__Document excerpt__.
%%
To develop these tools, the Steinbeck research group initially used GPUs within its existing infrastructure to train deep learning algorithms to recognize and model chemical structures. But they soon realized that they needed more computational power in order to speed up the training. By reaching out to Google Cloud and becoming part of the TPU Research Cloud program, the team was able to accelerate its research and develop its open source tools faster.

"We're working to make Cheminformatics more open and developing datasets and technologies for public use, to help science grow faster," explains Dr. Kohulan Rajan, a postdoctoral researcher at Friedrich-Schiller University Jena. "Working with Google Cloud enables us to both leverage more computational power, and build on innovations such as novel neural network models."

Scaling up to training sets of 100 million images and more

DECIMER began its life as the doctoral research project of Dr. Rajan, who is now undertaking postdoctoral research as part of the Steinbeck Group team. He began his research in 2017, and by 2019 it had become clear that the project required more computational power for the next phase of development. "At a certain point, we needed to scale up to use training set sizes of 100 million images or more," says Dr. Rajan. "Even having invested in specialized GPUs, it would have taken half a year or longer to complete the project using only GPUs."

The department was already working with resources on Google Cloud, and appreciated the intuitive nature of the tools. "We were using Google Cloud for regular research computations, as I found the console very straightforward to work with," says Prof. Steinbeck. Having evaluated the viability of running the project using other cloud providers, the team decided that Google Cloud offered the best resources and availability, as well as the greatest cost-efficiency.

Reducing training times from months to days

Between late 2019 and mid-2020, the team moved all its scripts and codes over to TPUs on Google Cloud, with support from the Google Cloud team. "At the time, TPUs were still in Beta stage, so it was great to have support from the experts," recalls Dr. Rajan. Since then, the team has switched to more and more high-performance TPUs as they have become available.
%%
__Provided material__.
%%
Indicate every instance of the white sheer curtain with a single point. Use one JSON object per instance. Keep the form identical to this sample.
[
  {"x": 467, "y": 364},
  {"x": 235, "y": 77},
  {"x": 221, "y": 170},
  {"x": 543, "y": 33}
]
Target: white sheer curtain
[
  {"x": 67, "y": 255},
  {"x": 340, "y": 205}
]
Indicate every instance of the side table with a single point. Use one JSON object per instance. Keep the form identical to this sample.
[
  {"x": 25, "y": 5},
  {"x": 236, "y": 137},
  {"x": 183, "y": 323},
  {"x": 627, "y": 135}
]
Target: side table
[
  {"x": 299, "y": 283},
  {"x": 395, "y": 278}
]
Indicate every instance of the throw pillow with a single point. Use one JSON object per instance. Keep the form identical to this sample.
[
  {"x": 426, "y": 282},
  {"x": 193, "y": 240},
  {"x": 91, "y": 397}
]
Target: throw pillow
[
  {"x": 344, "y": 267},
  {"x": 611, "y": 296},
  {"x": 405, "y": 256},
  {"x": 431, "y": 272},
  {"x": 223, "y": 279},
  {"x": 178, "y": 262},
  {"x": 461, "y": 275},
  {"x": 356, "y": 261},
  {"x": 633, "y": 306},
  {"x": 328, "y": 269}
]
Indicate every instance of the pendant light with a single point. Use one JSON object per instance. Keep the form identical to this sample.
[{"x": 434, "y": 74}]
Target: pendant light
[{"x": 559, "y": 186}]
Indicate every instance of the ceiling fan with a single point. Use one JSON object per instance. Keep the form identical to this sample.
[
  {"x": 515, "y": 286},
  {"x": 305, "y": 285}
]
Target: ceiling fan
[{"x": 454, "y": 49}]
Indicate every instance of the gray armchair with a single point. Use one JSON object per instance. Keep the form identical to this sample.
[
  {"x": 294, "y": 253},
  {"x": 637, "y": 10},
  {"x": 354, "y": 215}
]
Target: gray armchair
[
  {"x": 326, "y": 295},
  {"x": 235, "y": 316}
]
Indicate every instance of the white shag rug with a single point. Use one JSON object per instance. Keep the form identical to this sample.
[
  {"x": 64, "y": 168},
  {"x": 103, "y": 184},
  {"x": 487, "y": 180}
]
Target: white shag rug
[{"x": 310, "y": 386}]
%%
%%
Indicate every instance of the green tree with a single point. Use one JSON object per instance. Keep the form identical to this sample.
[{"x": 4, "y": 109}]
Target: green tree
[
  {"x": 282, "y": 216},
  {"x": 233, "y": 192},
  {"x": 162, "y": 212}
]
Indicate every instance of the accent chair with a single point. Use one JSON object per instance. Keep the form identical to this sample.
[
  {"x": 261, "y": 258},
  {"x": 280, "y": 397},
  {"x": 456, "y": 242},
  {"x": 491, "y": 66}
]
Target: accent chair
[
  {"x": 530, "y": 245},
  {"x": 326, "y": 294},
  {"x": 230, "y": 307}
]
%%
Using the text about the Steinbeck research group, explain in one to three sentences why the team looked for more computing power than its existing GPUs provided.

The group needed to speed up the training of its deep learning algorithms. By 2019 the project had to scale up to training sets of 100 million images or more, and even with specialized GPUs it would have taken half a year or longer to finish using only GPUs.